[Start of section]

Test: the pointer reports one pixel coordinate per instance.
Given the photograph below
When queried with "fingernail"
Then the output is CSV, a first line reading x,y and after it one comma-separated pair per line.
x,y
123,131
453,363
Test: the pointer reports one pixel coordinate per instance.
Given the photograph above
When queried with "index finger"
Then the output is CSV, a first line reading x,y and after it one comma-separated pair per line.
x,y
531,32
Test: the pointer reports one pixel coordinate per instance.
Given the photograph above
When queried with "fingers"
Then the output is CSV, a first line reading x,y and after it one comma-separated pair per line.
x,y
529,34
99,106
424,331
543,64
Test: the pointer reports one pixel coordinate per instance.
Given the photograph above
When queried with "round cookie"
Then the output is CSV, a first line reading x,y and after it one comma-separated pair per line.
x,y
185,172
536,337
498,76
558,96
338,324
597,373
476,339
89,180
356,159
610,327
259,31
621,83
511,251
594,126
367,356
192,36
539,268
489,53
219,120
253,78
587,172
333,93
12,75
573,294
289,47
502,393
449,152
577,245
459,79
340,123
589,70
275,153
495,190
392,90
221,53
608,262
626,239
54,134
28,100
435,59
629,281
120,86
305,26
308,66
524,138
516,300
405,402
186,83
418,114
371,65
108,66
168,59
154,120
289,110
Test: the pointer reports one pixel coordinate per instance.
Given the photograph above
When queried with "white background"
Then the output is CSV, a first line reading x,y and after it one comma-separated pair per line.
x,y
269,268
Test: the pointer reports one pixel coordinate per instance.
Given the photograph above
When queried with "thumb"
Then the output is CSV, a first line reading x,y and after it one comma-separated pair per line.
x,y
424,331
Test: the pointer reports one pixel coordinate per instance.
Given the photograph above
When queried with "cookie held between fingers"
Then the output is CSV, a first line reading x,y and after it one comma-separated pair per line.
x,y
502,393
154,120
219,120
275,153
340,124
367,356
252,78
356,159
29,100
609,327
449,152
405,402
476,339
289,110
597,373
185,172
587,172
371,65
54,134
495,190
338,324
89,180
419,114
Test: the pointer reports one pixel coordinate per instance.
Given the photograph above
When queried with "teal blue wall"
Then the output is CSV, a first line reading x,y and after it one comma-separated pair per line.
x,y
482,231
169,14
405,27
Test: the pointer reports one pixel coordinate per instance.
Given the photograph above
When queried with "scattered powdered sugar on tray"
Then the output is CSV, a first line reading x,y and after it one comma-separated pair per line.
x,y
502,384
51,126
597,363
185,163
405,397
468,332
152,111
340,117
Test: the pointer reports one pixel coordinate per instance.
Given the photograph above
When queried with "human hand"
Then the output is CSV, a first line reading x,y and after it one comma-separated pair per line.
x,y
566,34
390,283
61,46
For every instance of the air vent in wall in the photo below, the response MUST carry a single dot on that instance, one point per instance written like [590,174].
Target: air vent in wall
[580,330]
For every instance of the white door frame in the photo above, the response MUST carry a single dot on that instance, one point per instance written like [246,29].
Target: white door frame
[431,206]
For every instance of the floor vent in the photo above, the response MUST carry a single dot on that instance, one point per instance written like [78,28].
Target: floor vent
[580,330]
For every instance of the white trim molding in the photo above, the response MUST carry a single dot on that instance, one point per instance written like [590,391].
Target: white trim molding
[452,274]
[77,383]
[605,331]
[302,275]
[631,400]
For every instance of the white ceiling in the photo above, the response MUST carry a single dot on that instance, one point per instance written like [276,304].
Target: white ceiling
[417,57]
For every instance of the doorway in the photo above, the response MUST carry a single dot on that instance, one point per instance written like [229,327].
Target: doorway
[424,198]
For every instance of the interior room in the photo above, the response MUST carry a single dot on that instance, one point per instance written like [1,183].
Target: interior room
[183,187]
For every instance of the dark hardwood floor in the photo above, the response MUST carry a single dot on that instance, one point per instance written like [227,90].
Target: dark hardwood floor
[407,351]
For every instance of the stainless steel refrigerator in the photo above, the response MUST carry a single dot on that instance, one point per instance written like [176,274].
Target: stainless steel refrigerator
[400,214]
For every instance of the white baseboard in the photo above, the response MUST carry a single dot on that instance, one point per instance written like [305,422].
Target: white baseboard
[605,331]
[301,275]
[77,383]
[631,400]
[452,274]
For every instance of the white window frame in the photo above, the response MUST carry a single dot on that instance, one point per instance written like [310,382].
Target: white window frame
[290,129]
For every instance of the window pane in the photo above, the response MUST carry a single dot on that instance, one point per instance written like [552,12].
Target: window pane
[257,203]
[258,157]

[End of section]

** Task requirements **
Please restate the material above exactly, line by line.

** Answer section **
Test: the pointer reports one pixel coordinate per instance.
Given the photograph below
When queried with "fingernail"
Then the output is CSV, a first line reading x,y and after it one comma-separated pair per line.
x,y
123,131
453,363
Test: the pointer reports one pixel coordinate per instance.
Given the photograph above
When queried with "index finger"
Then the output is CSV, a first line reading x,y and after it one comma-separated pair per line.
x,y
531,32
Test: the pointer reports one pixel coordinate per instance.
Given the photograph above
When queried with "fingers"
Then the output is CSV, a first line reading x,y and after it one comma-separated pair per line.
x,y
529,34
99,106
424,331
543,64
Test: the pointer reports one pixel coordinate per instance.
Given the photograph above
When queried with "round cookie"
Then the output is CSV, a first line reading x,y and after it one comma-separated pair per line.
x,y
185,172
536,337
498,76
558,96
338,324
597,373
476,339
89,180
356,159
610,327
259,31
621,83
511,251
594,126
367,356
192,36
539,268
489,53
219,120
253,78
587,172
333,93
12,75
573,294
289,47
502,393
449,152
577,245
459,79
340,123
589,70
275,153
495,190
392,90
221,53
608,262
626,239
54,134
28,100
435,59
629,281
120,86
305,26
308,66
524,138
516,300
405,402
186,83
418,114
371,65
108,66
168,59
154,120
289,110
Test: the pointer reports one pixel coordinate per instance.
Given the photograph above
When queried with "white background"
Then the output is CSV, a first line reading x,y and after it one comma-separated pair per line.
x,y
269,268
Test: the pointer reports one pixel coordinate per instance.
Given the photograph above
When queried with "thumb"
Then the output is CSV, a first line reading x,y and after it one comma-separated pair per line.
x,y
424,331
Test: the pointer reports one pixel coordinate per instance.
Given the photograph above
When queried with "cookie held between fingers"
Then the output is CSV, a first line reading x,y and after it one comma-separated pair per line.
x,y
502,393
154,120
219,120
275,153
340,124
367,356
252,78
356,159
29,100
609,327
449,152
405,402
476,339
289,110
597,373
185,172
587,172
371,65
54,134
495,190
338,324
89,180
419,114
Test: the pointer reports one pixel coordinate per instance.
Given the photograph above
When queried with "teal blue wall"
Then the output is CSV, a first line reading x,y and after it one comma-separated pair per line.
x,y
482,231
169,14
405,27
Test: the pointer reports one pixel coordinate per instance.
Given the photograph above
When queried with "scattered powdered sugar on tray"
Then the output is CSV, a first line reading x,y and after it one comma-separated pair per line.
x,y
502,384
51,126
597,363
185,163
405,397
468,332
152,111
340,117
Test: the pointer reports one pixel coordinate per instance.
Given the photograph above
When queried with "human hand"
Then the output is CSV, a first line reading x,y and after it one comma-separated pair per line.
x,y
566,34
390,283
61,46
For every instance of the air vent in wall in the photo below, the response MUST carry a single dot on that instance, one point per instance written like [590,174].
Target: air vent in wall
[580,330]
For every instance of the white door frame in the photo above, the response MUST carry a single dot on that instance, one point per instance written like [246,29].
Target: white door frame
[431,206]
For every instance of the floor vent in the photo above, the response MUST carry a single dot on that instance, one point per instance written like [78,28].
Target: floor vent
[580,330]
For every instance of the white trim molding in the photo above, the response MUST carry a single dot on that instance, one point per instance written like [590,391].
Target: white trim molding
[452,274]
[77,383]
[605,331]
[302,275]
[631,400]
For every instance of the white ceiling in the photo above, the response MUST carry a single dot on that instance, one point per instance written like [276,304].
Target: white ceiling
[417,57]
For every instance of the doorway in the photo above, the response MUST carry a single dot on that instance, one point per instance written like [229,327].
Target: doorway
[424,198]
For every instance of the interior room in the photo above, the response MUST carry a single dot on that instance, one point per instance written like [1,183].
Target: interior room
[183,187]
For every instance of the dark hardwood floor in the photo above, the response MUST carry a single dot on that instance, one point per instance written like [227,90].
Target: dark hardwood floor
[407,351]
For every instance of the stainless steel refrigerator in the photo above, the response MUST carry a single dot on that instance, one point per instance written like [176,274].
Target: stainless steel refrigerator
[400,214]
For every instance of the white baseboard in the photo above, the response MUST carry a single dot on that instance, one point per instance written like [305,422].
Target: white baseboard
[605,331]
[301,275]
[77,383]
[631,400]
[452,274]
For every instance of the white window frame in the photo above, the response MUST carry a single dot on that instance, one point per instance written like [310,382].
Target: white window frame
[290,129]
For every instance of the window pane in the photo above, the response MUST carry a single dot on that instance, one point per instance written like [552,12].
Target: window pane
[257,203]
[258,157]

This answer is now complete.